GIVEN REQUEST.
Reproduce every entry below precisely. Pictures are excluded from the copy.

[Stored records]
╔══

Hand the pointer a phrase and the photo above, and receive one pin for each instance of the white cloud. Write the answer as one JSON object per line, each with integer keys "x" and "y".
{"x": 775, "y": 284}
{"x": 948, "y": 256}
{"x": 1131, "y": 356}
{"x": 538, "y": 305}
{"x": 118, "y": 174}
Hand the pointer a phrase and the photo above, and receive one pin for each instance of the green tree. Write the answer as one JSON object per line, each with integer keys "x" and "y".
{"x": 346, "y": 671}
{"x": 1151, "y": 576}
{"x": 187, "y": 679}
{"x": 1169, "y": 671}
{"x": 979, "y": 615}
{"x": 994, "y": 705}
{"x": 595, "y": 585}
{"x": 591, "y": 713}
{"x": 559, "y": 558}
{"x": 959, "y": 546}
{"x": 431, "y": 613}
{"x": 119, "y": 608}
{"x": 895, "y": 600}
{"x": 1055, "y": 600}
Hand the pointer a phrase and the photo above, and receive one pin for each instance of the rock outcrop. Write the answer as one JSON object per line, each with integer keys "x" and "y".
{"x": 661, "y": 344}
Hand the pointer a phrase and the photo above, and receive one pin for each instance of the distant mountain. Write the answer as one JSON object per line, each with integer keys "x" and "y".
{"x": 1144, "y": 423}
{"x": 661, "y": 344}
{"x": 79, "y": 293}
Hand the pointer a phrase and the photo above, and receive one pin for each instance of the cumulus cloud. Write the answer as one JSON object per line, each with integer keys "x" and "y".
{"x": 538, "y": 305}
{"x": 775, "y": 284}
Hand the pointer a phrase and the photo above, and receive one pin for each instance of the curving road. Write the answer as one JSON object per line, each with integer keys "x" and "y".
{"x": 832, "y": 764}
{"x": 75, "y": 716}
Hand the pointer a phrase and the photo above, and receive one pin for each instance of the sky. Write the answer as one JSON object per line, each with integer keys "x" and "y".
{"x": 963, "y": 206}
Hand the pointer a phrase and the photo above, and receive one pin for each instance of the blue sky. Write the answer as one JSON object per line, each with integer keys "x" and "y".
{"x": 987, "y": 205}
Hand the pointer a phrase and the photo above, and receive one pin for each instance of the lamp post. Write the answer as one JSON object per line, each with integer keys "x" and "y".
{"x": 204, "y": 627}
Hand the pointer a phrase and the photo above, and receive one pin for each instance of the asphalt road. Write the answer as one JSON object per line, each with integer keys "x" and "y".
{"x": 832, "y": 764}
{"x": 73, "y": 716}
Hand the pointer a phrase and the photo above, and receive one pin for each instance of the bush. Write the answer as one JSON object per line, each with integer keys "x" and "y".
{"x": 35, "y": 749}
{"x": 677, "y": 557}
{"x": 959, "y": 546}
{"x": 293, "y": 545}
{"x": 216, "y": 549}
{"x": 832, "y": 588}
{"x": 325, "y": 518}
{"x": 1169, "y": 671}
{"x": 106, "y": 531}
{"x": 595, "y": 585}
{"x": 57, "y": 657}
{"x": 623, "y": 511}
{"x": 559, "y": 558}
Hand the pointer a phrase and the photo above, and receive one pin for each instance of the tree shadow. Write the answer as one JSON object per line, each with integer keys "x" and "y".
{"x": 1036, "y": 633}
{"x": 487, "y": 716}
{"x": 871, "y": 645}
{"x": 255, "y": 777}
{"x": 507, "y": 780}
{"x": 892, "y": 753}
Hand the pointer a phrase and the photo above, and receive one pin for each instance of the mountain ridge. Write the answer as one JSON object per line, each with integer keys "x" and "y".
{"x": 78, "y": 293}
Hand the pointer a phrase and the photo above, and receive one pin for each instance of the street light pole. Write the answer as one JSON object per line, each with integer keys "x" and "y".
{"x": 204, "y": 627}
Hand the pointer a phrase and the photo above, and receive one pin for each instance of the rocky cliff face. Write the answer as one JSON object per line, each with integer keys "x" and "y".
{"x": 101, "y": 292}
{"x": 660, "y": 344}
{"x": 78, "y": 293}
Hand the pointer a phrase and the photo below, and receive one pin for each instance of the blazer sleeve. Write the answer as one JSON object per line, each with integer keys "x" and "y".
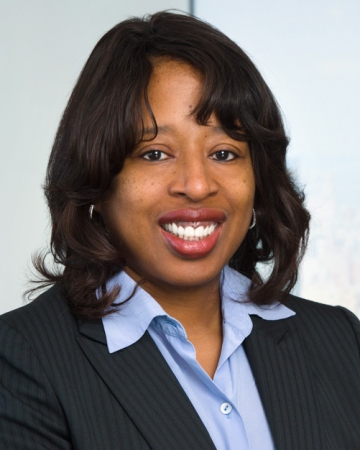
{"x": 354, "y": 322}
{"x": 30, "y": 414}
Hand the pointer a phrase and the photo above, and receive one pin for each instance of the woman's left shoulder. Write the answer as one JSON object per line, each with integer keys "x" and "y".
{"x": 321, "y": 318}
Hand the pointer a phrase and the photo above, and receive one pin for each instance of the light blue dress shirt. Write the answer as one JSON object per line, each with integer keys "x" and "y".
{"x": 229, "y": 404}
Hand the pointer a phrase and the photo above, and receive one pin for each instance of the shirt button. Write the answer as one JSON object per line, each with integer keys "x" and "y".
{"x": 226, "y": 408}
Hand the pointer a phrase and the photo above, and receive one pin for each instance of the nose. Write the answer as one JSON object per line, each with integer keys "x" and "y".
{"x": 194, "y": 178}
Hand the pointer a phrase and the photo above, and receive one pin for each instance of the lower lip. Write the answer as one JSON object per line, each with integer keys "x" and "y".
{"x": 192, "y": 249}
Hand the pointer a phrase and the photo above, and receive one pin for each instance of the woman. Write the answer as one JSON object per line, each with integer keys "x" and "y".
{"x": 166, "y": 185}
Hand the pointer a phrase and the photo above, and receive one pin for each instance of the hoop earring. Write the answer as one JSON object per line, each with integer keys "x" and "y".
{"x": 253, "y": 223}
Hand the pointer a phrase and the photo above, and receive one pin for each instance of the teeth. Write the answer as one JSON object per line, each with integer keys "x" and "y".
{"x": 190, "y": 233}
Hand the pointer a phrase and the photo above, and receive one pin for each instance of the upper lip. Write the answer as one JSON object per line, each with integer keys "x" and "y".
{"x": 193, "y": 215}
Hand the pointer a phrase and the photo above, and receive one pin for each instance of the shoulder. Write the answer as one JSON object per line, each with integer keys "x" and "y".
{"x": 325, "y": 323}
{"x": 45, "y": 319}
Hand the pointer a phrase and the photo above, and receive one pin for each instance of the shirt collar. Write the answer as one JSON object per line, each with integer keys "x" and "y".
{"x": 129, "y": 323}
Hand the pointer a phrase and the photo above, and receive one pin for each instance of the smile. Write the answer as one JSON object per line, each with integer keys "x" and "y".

╚══

TASK SOLUTION.
Hand the pointer a phrase and the photo above, and receive one pin for each instance of the white cloud. Write the answer as one JSON object per line, each with integer keys "x" and "y".
{"x": 775, "y": 284}
{"x": 948, "y": 256}
{"x": 1131, "y": 356}
{"x": 538, "y": 305}
{"x": 118, "y": 174}
Hand the pointer a phrase and the photo above, and receive one pin for each instance of the green tree. Write the answer as one JSON object per line, each with integer keys "x" and "y".
{"x": 346, "y": 671}
{"x": 1151, "y": 576}
{"x": 187, "y": 679}
{"x": 1169, "y": 671}
{"x": 979, "y": 615}
{"x": 994, "y": 705}
{"x": 595, "y": 585}
{"x": 591, "y": 713}
{"x": 559, "y": 558}
{"x": 959, "y": 546}
{"x": 431, "y": 613}
{"x": 119, "y": 608}
{"x": 895, "y": 600}
{"x": 1055, "y": 600}
Hand the pointer a phrase and the photo above, and receive one pin for each instance of the rock outcrop. Write the answer as one JSON object per line, each with integer keys "x" and "y".
{"x": 661, "y": 344}
Hand the pointer a phrase and the photo above, and receive one pin for each instance of the distant mountain. Write the answer as one JSON object per line, each with integer keys "x" and "y".
{"x": 1144, "y": 423}
{"x": 661, "y": 344}
{"x": 79, "y": 293}
Hand the pointer a phrase and the photo above, and receive one pin for each instance of the cumulus cloud. Write the answer as one JSON object per line, each with integer keys "x" and "y".
{"x": 538, "y": 305}
{"x": 775, "y": 284}
Hand the pointer a phrase and the photo above, and receive one pin for each instance of the curving road. Write the answer as one JSON object per line, each with integer keys "x" and "y".
{"x": 832, "y": 764}
{"x": 75, "y": 716}
Hand the pointer a phrase and the photo above, and receive one pin for each instance of the sky. Write the answer as one JSON object per line, each with integer keys "x" and "y".
{"x": 963, "y": 206}
Hand the pointer a phrase and the photo above, and receive one pin for each instance of the blue sky. Write the answer as one JSON object per line, each with integer keys "x" and "y".
{"x": 987, "y": 205}
Hand the pointer a phrase and the photo above, and receive one pin for each instance of the lamp post. Write the answer as one JSON object per line, each with integer keys "x" and "y".
{"x": 204, "y": 627}
Hand the pointer a phrase and the photo above, and receive one pin for each instance of the asphalt road. Write the answer as one JSON object per line, each with integer keys "x" and "y".
{"x": 832, "y": 764}
{"x": 73, "y": 716}
Hand the pointer a phrase and the photo above, and receive one pin for each instance of the bush. Write the answer as one JSON object per line, each with integer keys "x" and "y".
{"x": 35, "y": 749}
{"x": 677, "y": 557}
{"x": 959, "y": 546}
{"x": 293, "y": 545}
{"x": 216, "y": 549}
{"x": 832, "y": 588}
{"x": 325, "y": 518}
{"x": 1169, "y": 671}
{"x": 106, "y": 531}
{"x": 595, "y": 585}
{"x": 57, "y": 657}
{"x": 623, "y": 511}
{"x": 559, "y": 558}
Hand the pointer a phrase and the photo above, and receive one pin for each instance of the tree shadow. Write the answer as one JSON object per line, each with integer keys "x" and "y".
{"x": 1036, "y": 633}
{"x": 487, "y": 716}
{"x": 871, "y": 645}
{"x": 255, "y": 777}
{"x": 507, "y": 780}
{"x": 892, "y": 753}
Hand the pointer a phrase and the photo above, and receive one pin for each instance of the mountain ridge. Write the answer as one JSON object per line, each with integer keys "x" and "y".
{"x": 78, "y": 293}
Hand the pointer a phrase and the photo above, and receive one pin for each instance of the street light pole. Write the answer as one JSON object per line, each with integer keys "x" and "y".
{"x": 204, "y": 627}
Hand the pointer a phrase and the photo above, and receive one pin for each instance of the rocky cliff face. Write the answer as one JSON object per line, each with integer keys "x" and "y".
{"x": 101, "y": 292}
{"x": 660, "y": 344}
{"x": 78, "y": 293}
Hand the pointer a phrase and the photo below, and receive one pin for each instance of the blazer sleeve. Write the answer as one JSON object per line, each with integer keys "x" and "y".
{"x": 354, "y": 322}
{"x": 30, "y": 414}
Hand the pointer a phrase and the photo above, and receive one pin for each instance of the woman's left shoulder. Write the answer as one JSON object per line, each with integer keys "x" and "y".
{"x": 321, "y": 318}
Hand the pointer a phrase and the photo above, and receive one pin for each instance of the light blue dress shirt. Write the answer as one JSON object per line, each with integer keys "x" and "y".
{"x": 229, "y": 404}
Hand the pointer a phrase and the photo above, and receive one pin for each instance of the shirt button. Write the answer as one JSON object per line, each with integer keys "x" and "y".
{"x": 226, "y": 408}
Hand the pointer a phrase and the photo above, and receive one pin for each instance of the nose. Write the answer as one JSON object per line, each with integer keys "x" and "y".
{"x": 194, "y": 178}
Hand the pointer a phrase and the photo above, and receive one pin for each instance of the lower lip. Write the answer as one JSON object per line, each with integer keys "x" and "y".
{"x": 192, "y": 249}
Hand the pointer a phrase and the photo above, and receive one pin for each instance of the woman. Write the answer as one JSON object per line, each with integer keys "x" and "y".
{"x": 166, "y": 185}
Hand the pointer a phrase and the photo above, and receive one pin for each instance of the hoop earring. Write the answer as one JSON object per line, each with integer keys "x" and "y".
{"x": 253, "y": 223}
Hand the pointer a phrase and the photo above, and receive one pin for each instance of the teeth. Write the answer as one JSON object per line, each with integer keys "x" and "y".
{"x": 190, "y": 233}
Hand the pointer a phrase and the photo above, and receive one pin for each instance of the upper lip. Write the answer as one JSON object per line, each with integer keys "x" and "y".
{"x": 193, "y": 215}
Hand the pointer a phrase and the photo above, and receive one pin for each instance of the shoulder. Write the answer as one JSON object per line, each with integer keys "x" and "y".
{"x": 325, "y": 323}
{"x": 45, "y": 319}
Hand the pointer a phrase and the photo above, and receive one pin for each instance of the shirt collar. Write the answer as one JSON object per line, each with integer keys "x" and "y".
{"x": 129, "y": 323}
Hand the pointer a phrase and the photo above, and receive one pin for each instance of the smile. Write the answer as one JSON object per line, each with integer keys "x" and "y".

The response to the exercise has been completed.